**DATA FOR THE TASK:**
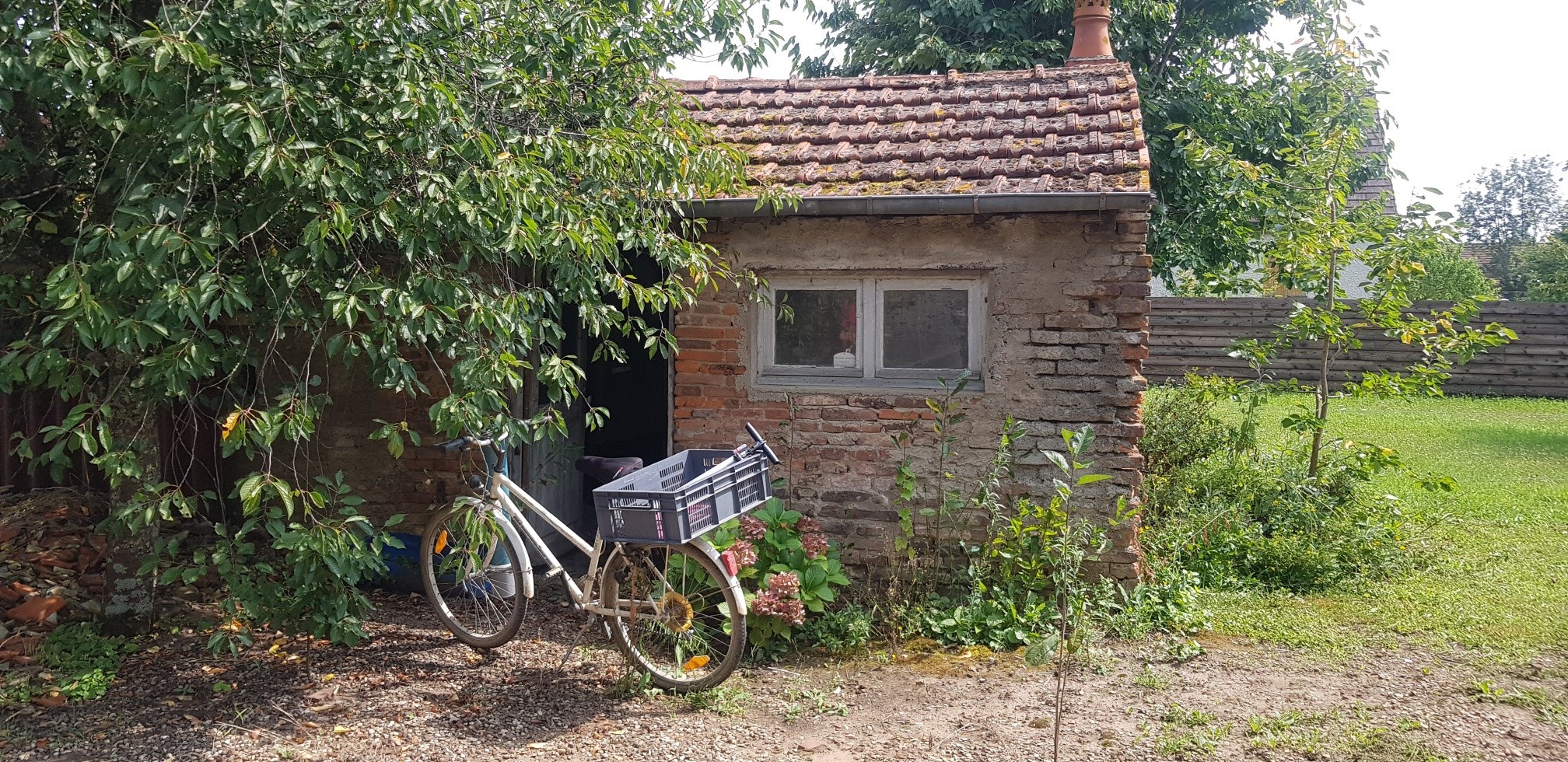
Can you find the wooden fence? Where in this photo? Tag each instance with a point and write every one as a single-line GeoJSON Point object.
{"type": "Point", "coordinates": [1192, 334]}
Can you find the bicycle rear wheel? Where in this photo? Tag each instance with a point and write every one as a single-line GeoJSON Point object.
{"type": "Point", "coordinates": [679, 621]}
{"type": "Point", "coordinates": [474, 575]}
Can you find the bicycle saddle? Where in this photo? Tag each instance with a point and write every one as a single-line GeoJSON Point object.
{"type": "Point", "coordinates": [607, 469]}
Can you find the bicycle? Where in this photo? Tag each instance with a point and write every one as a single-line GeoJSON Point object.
{"type": "Point", "coordinates": [674, 609]}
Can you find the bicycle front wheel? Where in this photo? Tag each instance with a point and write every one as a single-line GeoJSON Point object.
{"type": "Point", "coordinates": [474, 575]}
{"type": "Point", "coordinates": [679, 621]}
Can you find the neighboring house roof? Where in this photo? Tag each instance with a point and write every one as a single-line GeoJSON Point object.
{"type": "Point", "coordinates": [1035, 131]}
{"type": "Point", "coordinates": [1484, 254]}
{"type": "Point", "coordinates": [1381, 185]}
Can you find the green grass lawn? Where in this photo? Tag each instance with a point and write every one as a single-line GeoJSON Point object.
{"type": "Point", "coordinates": [1496, 579]}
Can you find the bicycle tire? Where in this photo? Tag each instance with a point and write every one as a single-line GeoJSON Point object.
{"type": "Point", "coordinates": [703, 617]}
{"type": "Point", "coordinates": [499, 629]}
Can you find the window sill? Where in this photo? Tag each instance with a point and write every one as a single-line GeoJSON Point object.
{"type": "Point", "coordinates": [858, 383]}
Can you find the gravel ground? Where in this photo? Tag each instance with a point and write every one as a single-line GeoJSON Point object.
{"type": "Point", "coordinates": [416, 694]}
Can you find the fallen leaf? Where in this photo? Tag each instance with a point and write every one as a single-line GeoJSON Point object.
{"type": "Point", "coordinates": [52, 700]}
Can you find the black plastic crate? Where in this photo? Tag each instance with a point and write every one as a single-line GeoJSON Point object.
{"type": "Point", "coordinates": [681, 498]}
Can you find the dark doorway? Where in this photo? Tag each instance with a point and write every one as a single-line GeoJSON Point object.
{"type": "Point", "coordinates": [635, 393]}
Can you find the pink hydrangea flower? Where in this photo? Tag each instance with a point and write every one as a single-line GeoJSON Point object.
{"type": "Point", "coordinates": [745, 552]}
{"type": "Point", "coordinates": [786, 584]}
{"type": "Point", "coordinates": [788, 609]}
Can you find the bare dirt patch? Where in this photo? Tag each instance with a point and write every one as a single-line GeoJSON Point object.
{"type": "Point", "coordinates": [415, 694]}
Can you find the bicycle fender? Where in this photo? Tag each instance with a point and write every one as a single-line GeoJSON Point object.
{"type": "Point", "coordinates": [524, 565]}
{"type": "Point", "coordinates": [734, 584]}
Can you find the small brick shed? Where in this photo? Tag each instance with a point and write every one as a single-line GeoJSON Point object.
{"type": "Point", "coordinates": [993, 223]}
{"type": "Point", "coordinates": [987, 223]}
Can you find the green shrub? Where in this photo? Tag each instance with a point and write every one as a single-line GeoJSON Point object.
{"type": "Point", "coordinates": [1168, 604]}
{"type": "Point", "coordinates": [1451, 276]}
{"type": "Point", "coordinates": [1253, 518]}
{"type": "Point", "coordinates": [839, 631]}
{"type": "Point", "coordinates": [1181, 428]}
{"type": "Point", "coordinates": [1545, 270]}
{"type": "Point", "coordinates": [1023, 584]}
{"type": "Point", "coordinates": [77, 660]}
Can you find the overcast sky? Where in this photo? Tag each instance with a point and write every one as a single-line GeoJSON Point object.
{"type": "Point", "coordinates": [1468, 83]}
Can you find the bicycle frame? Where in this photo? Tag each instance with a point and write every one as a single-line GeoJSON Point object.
{"type": "Point", "coordinates": [507, 495]}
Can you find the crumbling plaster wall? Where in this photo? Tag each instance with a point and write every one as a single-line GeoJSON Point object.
{"type": "Point", "coordinates": [1062, 347]}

**TASK DIRECTIONS:**
Print the records above verbatim, minus any pictures.

**SOLUTION:**
Can you find the wooden fence? Where in this photo? Tag each instance with a point and write every one as a single-line GeoJSON Point object.
{"type": "Point", "coordinates": [1192, 334]}
Can you find the bicycle rear wheel? Where in this photo? Tag each instance with a point and write every one as a single-line GeoJSON Point object.
{"type": "Point", "coordinates": [679, 621]}
{"type": "Point", "coordinates": [474, 575]}
Can you find the bicycle saddle? Where in this photo? Tag each instance with a point and write every one as a single-line GeoJSON Point object.
{"type": "Point", "coordinates": [607, 469]}
Can you find the bicycle? Where in this photo? Tag each instance with a point and write every one as a single-line GeoJSON Point object.
{"type": "Point", "coordinates": [674, 609]}
Can you find the bicycle front wheel? Where in this photo? Tag each instance with a point and write every one as a single-line GeoJSON Point object.
{"type": "Point", "coordinates": [474, 575]}
{"type": "Point", "coordinates": [679, 621]}
Can you find the neighboring house roof? Where in this photo? Tag each instance with a point and write every one as a single-line GeoJSON Point object.
{"type": "Point", "coordinates": [1035, 131]}
{"type": "Point", "coordinates": [1484, 254]}
{"type": "Point", "coordinates": [1381, 185]}
Can you find the green grass lawn? Where in this photo? Tag each instance with a point and write every one as a single-line GeoJSON Point object.
{"type": "Point", "coordinates": [1496, 579]}
Can you find the bicycle tire? Where in this photo? Tag each instance with a point and write every one as a single-line GeoJSON Point object.
{"type": "Point", "coordinates": [703, 617]}
{"type": "Point", "coordinates": [499, 629]}
Can you find the window sill? Where in this photo? Tag each instance with a point and write every one as a single-line GeoJSON Point object.
{"type": "Point", "coordinates": [858, 383]}
Can you find the gravel ground? Where in this photo? Tag each instance with a point and write every one as a single-line GeoJSON Point object.
{"type": "Point", "coordinates": [416, 694]}
Can you find the fallen leaf? Where in this photo? Tag each instance with a point and write every one as a single-line GeoJSON Point object.
{"type": "Point", "coordinates": [52, 700]}
Can you find the black plastic crate? Where in this photo? Tag each instance with a point and write every one as a single-line GeoJSON Point object.
{"type": "Point", "coordinates": [681, 498]}
Can you find the dark doorway? Where in this photo? Tag each instance with a point and write every one as a single-line GeoJSON Point object.
{"type": "Point", "coordinates": [635, 393]}
Can you find the pink hydrangea flower? Where in this photo? Tag each instance with a point and write every one as a single-line GeoJSON Point object.
{"type": "Point", "coordinates": [745, 552]}
{"type": "Point", "coordinates": [786, 584]}
{"type": "Point", "coordinates": [788, 609]}
Can you find the bare dirt patch? Where in this photo? Tag each instance with a point and write every one as a single-line GeoJSON Point object.
{"type": "Point", "coordinates": [415, 694]}
Can you find the bicycle fender? Where in this photo? Tag each instance with a point and write every one as a single-line GeoJSON Point object.
{"type": "Point", "coordinates": [524, 565]}
{"type": "Point", "coordinates": [734, 584]}
Can you find the small brick shed? Where in this photo? Tag each instance with a point and write every one as a single-line GeoJSON Point object.
{"type": "Point", "coordinates": [993, 223]}
{"type": "Point", "coordinates": [987, 223]}
Can you find the green shrub? Where in this photo? Tag each instance with a point and write every one as a single-line GeoJSON Point object.
{"type": "Point", "coordinates": [1168, 604]}
{"type": "Point", "coordinates": [1451, 276]}
{"type": "Point", "coordinates": [1253, 518]}
{"type": "Point", "coordinates": [839, 631]}
{"type": "Point", "coordinates": [1181, 428]}
{"type": "Point", "coordinates": [1545, 270]}
{"type": "Point", "coordinates": [1023, 584]}
{"type": "Point", "coordinates": [77, 660]}
Can you find the overcast sky? Where in this photo? Tag each instance with a point and write every one as a single-line GeoJSON Point object.
{"type": "Point", "coordinates": [1468, 83]}
Can you find the bicycle frame? Where in this photo? Tag each instance with a point and write every one as a single-line GeoJSON Point object.
{"type": "Point", "coordinates": [507, 495]}
Can you find the crumbling plaster wall? Where in this photo? Tag each instance with a point and write every one as a single-line GeoJSON Point object.
{"type": "Point", "coordinates": [1062, 347]}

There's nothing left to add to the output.